Exercise requirements
1. Answer these questions from the boat trip account below:
(a) How long is Danny Claire's Comox Harbour Charters vessel?
(b) How many retired ships were sunk to form the Royston Wrecks, and in what year?
(c) How many scallops did Qualicum's "Island Scallops" lose in 2014?
2. Please list everything the boat trip account below says the tanks at the Manatee Holdings Hatchery hold.
Source text Block Start
Although I am not new to fishing or sailing on open waters, the Prairie Girl in me is still thrilled whenever I’m invited to join the crew of a boat. Any boat. Even if it is -2 degrees C on February 1st, at 8:00 in the morning!
Now to be fair, it was a gorgeous, sunny morning without a cloud in the sky or even the hint of a breeze. The ocean was like glass as we left Comox Harbour, and we were on our own with only the birds and a few sea lions to share the quiet space. And I was not freezing in a 14 ft aluminum fishing boat – I was thoroughly comfortable on Danny Claire’s 40 ft Comox Harbour Charters’ vessel, with a heated cabin if I needed to take the chill off.
Our destination this morning was to check the half dozen crab traps that Danny and his friend Peter set once a week or so. In the process, of course, we passed the Courtenay River Estuary which I learned is the second most important estuary in all of British Columbia. They are naturally rare, comprising only 2.3% of BC’s coastline, but with 442 in total, ours is second in importance only to the Frazer River Estuary in terms of ecological significance and contribution. Estuaries are semi-enclosed bodies of water where fresh water from rivers or streams mingles with the salt water of the ocean. They trap the nutrients and sediment that is carried from the land by rivers, and from the ocean by tides. These conditions make it ideal for supporting an enormous abundance of plant and animal life, and make them one of the most productive types of ecosystems on earth. The Courtenay River Estuary provides habitat for 145 bird species, approximately 70,000 birds in total, 218 plant species, and 20 fish species in addition to other intertidal animals and organisms.
I can tell that Danny is very proud of this part of the Island, the only home he has known, and enjoys sharing memories and educating his passengers while he navigates the waterways. While today was not intended to be a sightseeing trip, he shared stories about the Royston Wrecks – where at least 14 retired ships were sunk back in 1937 to make a breakwater for the log booming grounds; and of the Manatee Holdings Hatchery, where their tanks hold millions of geoduck seeds in addition to sea cucumbers, scallops and oysters.
We talked about Goose Spit Park, or Pelxqikw, which means ‘round on point’. We planned gourmet picnics, which he loves to set up for customers at the end of the spit. And we chatted about everything from fireworks and local herring spawning grounds, live band performances on the back of his boat, family picnics on Tree Island, kayak side trips, and barbecuing oysters which he picks up directly from the source at Hollie Wood Oysters on Denman Island.
Unfortunately, while I picked up interesting tricks and new things to try for crab trapping, we only managed to get a few on this trip. A rather disturbing discussion ensued about the decline of shellfish in the area overall. Qualicum’s “Island Scallops” lost 10 million scallops in 2014 due to the higher acidity levels of the local waters, resulting in scallops that have less robust shells and are more susceptible to infection. According to a study published in “Global Change Biology”, scientists have found that seawater is growing more acidic due to carbon-dioxide emissions. Although the populations of dungeness crab fluctuate year by year, their overall abundance by 2063 could be about 30% lower.
As I finish these notes, I realize that today, February 2nd, has been deemed “World Wetlands Day”, commemorating the 1971 signing of the Convention on Wetlands of International Importance (the Ramsar Convention). How apropos. It looks like March 9th is National Crabmeat Day – maybe I will convince Danny to take me out again then and we will have better luck with the traps!
Source text Block End
Supplied data Block Start
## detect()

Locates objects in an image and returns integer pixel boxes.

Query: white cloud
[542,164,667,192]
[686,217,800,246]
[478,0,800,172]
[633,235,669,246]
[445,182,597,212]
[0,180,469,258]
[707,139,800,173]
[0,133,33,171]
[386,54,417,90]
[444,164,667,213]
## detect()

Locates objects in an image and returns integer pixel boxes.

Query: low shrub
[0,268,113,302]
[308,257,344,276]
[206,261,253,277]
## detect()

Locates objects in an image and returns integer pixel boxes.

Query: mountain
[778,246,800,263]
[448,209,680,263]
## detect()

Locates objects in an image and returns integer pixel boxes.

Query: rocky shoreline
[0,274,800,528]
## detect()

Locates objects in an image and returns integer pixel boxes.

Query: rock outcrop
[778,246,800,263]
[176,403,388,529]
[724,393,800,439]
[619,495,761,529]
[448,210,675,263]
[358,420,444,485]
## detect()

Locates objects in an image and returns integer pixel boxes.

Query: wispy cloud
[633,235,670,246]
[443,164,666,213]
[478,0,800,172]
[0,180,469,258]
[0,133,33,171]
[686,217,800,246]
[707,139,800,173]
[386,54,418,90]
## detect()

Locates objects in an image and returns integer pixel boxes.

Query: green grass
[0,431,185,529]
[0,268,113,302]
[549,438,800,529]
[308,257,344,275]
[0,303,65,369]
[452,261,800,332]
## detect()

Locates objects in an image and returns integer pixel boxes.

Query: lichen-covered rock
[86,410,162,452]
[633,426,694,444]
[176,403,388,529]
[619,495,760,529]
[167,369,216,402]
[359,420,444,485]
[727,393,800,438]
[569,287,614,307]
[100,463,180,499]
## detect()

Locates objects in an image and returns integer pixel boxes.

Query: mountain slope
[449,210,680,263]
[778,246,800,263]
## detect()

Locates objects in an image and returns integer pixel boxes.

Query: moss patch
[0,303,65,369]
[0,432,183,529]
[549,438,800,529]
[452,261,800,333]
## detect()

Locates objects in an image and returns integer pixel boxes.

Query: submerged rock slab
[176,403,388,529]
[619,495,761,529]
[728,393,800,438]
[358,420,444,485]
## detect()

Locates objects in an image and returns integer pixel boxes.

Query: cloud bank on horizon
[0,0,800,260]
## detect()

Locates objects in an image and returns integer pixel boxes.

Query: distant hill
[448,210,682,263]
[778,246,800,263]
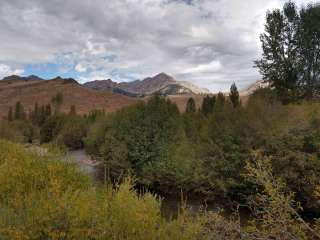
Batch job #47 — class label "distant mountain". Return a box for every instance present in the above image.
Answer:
[240,80,269,96]
[84,73,210,97]
[0,76,137,118]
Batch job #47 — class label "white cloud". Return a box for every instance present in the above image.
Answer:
[184,60,222,74]
[0,0,307,91]
[0,63,23,79]
[74,63,87,73]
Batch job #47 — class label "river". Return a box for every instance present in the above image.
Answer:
[65,150,250,225]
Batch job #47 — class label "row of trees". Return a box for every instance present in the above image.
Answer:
[255,1,320,103]
[0,140,320,240]
[85,89,320,213]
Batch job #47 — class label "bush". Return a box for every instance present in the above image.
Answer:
[0,140,235,240]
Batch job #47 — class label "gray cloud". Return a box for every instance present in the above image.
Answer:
[0,0,306,91]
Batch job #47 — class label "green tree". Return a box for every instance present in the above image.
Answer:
[69,105,77,116]
[14,101,26,120]
[186,98,196,113]
[51,92,63,114]
[229,83,240,108]
[298,4,320,99]
[201,95,216,117]
[8,107,13,122]
[255,2,299,103]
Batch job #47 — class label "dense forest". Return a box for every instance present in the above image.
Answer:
[0,2,320,240]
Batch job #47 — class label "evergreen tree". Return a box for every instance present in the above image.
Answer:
[45,104,51,118]
[8,107,13,122]
[69,105,77,116]
[186,98,196,113]
[201,96,216,117]
[14,102,26,120]
[31,103,39,125]
[217,92,226,106]
[255,2,299,103]
[298,5,320,99]
[229,83,240,108]
[51,92,63,114]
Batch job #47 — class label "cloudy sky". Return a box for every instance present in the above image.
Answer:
[0,0,310,92]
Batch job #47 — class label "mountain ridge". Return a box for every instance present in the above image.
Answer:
[83,73,210,96]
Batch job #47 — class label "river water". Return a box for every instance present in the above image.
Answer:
[65,150,250,225]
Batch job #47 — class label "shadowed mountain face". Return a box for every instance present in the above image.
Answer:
[0,76,137,118]
[84,73,209,96]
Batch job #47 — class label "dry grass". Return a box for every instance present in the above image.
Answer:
[0,80,137,118]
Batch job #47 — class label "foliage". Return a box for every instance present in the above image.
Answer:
[0,140,225,240]
[255,1,320,103]
[201,95,216,117]
[229,83,240,108]
[186,98,197,113]
[51,92,63,114]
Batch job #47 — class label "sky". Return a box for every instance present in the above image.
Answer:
[0,0,310,92]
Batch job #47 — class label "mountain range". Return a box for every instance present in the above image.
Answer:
[84,73,210,97]
[0,73,264,118]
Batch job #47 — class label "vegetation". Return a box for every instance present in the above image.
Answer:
[256,1,320,103]
[0,2,320,237]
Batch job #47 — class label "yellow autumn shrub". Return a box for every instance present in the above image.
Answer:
[0,140,222,240]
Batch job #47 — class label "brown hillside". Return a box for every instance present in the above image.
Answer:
[0,78,137,117]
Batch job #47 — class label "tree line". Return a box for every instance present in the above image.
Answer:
[255,1,320,103]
Supplied data Block End
Answers for this exercise
1.
(a) 40 ft
(b) At least 14, in 1937
(c) 10 million

2. Geoduck seeds (millions of them), sea cucumbers, scallops, oysters